### EXERCISE PROMPT
All entries should be output exactly as they stand.

====== DATASET ENTRIES

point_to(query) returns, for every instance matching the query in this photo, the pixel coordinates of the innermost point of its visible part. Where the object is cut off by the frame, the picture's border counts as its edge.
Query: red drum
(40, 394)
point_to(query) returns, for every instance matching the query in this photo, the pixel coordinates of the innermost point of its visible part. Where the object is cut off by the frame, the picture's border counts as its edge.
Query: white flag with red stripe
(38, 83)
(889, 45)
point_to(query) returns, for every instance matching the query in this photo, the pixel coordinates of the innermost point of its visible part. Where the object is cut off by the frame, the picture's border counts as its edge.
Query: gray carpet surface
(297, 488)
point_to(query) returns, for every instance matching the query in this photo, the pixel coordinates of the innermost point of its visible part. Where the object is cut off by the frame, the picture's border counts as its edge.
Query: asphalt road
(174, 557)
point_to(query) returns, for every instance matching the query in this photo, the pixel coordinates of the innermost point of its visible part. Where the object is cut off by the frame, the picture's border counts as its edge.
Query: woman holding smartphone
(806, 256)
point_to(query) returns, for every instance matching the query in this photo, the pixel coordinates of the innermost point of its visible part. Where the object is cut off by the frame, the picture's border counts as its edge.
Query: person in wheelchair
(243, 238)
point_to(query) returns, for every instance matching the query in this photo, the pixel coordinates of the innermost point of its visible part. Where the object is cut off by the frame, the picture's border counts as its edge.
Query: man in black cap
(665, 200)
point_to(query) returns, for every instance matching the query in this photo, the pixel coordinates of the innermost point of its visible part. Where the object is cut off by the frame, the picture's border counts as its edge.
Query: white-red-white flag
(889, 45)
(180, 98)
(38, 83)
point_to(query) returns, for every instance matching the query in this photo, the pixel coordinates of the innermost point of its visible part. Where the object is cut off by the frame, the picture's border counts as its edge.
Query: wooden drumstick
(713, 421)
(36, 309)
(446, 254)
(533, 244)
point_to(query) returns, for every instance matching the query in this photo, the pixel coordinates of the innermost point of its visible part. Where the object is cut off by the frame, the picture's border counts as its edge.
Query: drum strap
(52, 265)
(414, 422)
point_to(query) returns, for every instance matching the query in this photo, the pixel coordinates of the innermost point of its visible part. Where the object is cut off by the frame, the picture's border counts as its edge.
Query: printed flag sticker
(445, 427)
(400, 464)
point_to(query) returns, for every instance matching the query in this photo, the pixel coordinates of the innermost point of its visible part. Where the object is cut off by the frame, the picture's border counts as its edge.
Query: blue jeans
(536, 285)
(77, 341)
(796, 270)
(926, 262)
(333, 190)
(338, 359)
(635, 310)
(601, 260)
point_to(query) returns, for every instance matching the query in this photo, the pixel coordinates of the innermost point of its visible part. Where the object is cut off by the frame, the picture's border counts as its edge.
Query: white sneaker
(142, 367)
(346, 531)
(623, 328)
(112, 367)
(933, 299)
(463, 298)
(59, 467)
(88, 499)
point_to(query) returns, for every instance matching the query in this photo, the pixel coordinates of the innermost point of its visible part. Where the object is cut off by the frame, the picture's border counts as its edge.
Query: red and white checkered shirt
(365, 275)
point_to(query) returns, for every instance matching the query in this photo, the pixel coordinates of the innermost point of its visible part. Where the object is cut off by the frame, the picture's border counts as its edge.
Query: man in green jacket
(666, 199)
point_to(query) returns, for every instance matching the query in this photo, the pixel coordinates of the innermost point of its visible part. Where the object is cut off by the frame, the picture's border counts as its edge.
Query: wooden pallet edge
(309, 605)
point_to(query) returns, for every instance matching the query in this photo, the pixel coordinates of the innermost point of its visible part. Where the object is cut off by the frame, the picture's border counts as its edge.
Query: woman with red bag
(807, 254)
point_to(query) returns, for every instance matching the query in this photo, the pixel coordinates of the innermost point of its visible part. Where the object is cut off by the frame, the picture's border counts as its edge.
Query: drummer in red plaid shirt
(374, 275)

============

### WRITTEN ANSWER
point_to(query) returns, for every instance matching the query in this photo, the pixel coordinates of the innermost point of its visible part. Where the object is cut off by the frame, the picture's border counts as its edge.
Query: red drum
(40, 394)
point_to(query) returns, for every instance matching the query in this photo, the pixel coordinates of the innermost point of its visible part. Where the object is cut off by the frame, the picture's border counts as its edge.
Query: white flag with red stripe
(38, 83)
(889, 45)
point_to(query) returns, for every instance matching the query in this photo, the pixel coordinates of the innermost point of its visible part. Where the object is cut off by the frame, the picture's border counts as its edge.
Query: gray carpet surface
(297, 488)
point_to(query) returns, for every instance matching the query in this photo, the pixel coordinates of the innermost point of its visible part. Where the object is cut off by the frame, the picture's border counts as its edge.
Query: asphalt road
(174, 557)
point_to(query) returns, for every instance matching the query in this photo, the pixel coordinates of the innermost point of its visible part. Where the object is cut off by the frame, the picture's border counts as its edge.
Query: woman holding smartphone
(806, 256)
point_to(query) returns, for every instance matching the query in this photo, the pixel coordinates of the innermost point of its visible part. Where the object is cut off by the frame, the picture's border counts as its edge.
Query: person in wheelchair
(243, 238)
point_to(query) returns, for every instance matching the query in this photo, the pixel coordinates of the innermost point of its visible part. Where the object is cut off by the frame, the picture's border counts as its edge.
Query: man in black cap
(665, 200)
point_to(query) returns, for every instance matching the query in this photo, the pixel coordinates of the innermost point of its visible part. Where the object is cut off by the frame, the picture's border counts as its edge.
Query: white-red-white flag
(889, 45)
(180, 98)
(38, 83)
point_to(query) returns, for every instance matching the query in this photo, the pixel coordinates of the innermost point of its visible part. Where the object is cut off by the frame, the picture's border counts as its edge.
Query: wooden drumstick
(713, 421)
(36, 309)
(446, 254)
(533, 244)
point_to(query) returns, for every instance matching the query in this photo, the pixel coordinates of the innermost point of its visible part. Where the object is cut off by the frame, the picture's border counts as its edge.
Query: drum strap
(52, 265)
(414, 422)
point_to(query) returns, for every instance matching the query in this photo, the pixel coordinates of the innermost point of its visible part. Where the object is cut off by the frame, the picture's border counts as its edge.
Query: printed flag sticker
(445, 427)
(400, 464)
point_to(query) returns, for every instance matching the query in this photo, the pixel coordinates of the innermost point of its visible part. Where the object is cut off by the frame, the picture's border counts as its edge.
Query: blue jeans
(536, 285)
(77, 341)
(796, 270)
(926, 262)
(333, 190)
(338, 359)
(635, 310)
(601, 260)
point_to(query) returns, for every instance matching the query in this photo, the pixel coordinates of the innermost point of its visible part. Where the object is cut off by the frame, the picture's border counts as its edge.
Query: white sneaker
(142, 367)
(346, 531)
(623, 328)
(112, 367)
(933, 299)
(463, 298)
(59, 467)
(88, 499)
point_to(query) returns, for every instance matching the query in this photo, the pixel coordinates of the innermost point of its visible part. Where the object is cut off by the frame, the picture's border counts as its edge.
Query: red and white checkered shirt
(365, 275)
point_to(query) returns, for every instance matching the query in this photo, the pixel coordinates of the innermost point of its visible part. Where the object is cut off by the frame, the picture's border counts as its edge.
Query: man in green jacket
(666, 199)
point_to(query) returns, for every instance matching the query in this photo, the pixel coordinates of the innermost point of its visible part. Where the object is cut off by the frame, the picture's border counts as its edge.
Query: wooden pallet edge
(309, 605)
point_to(query) returns, for every instance matching the query in this photo, the pixel coordinates of the innermost point of its visible part. Where the object is cut off by the frame, the picture's border counts as its edge.
Query: woman with red bag
(807, 254)
point_to(query) returns, for every instance matching the query in this photo, the pixel coordinates of the innermost point of its visible part. Where the object is cut off by the frame, the picture's border counts as its edge.
Query: drummer in red plaid shirt
(374, 275)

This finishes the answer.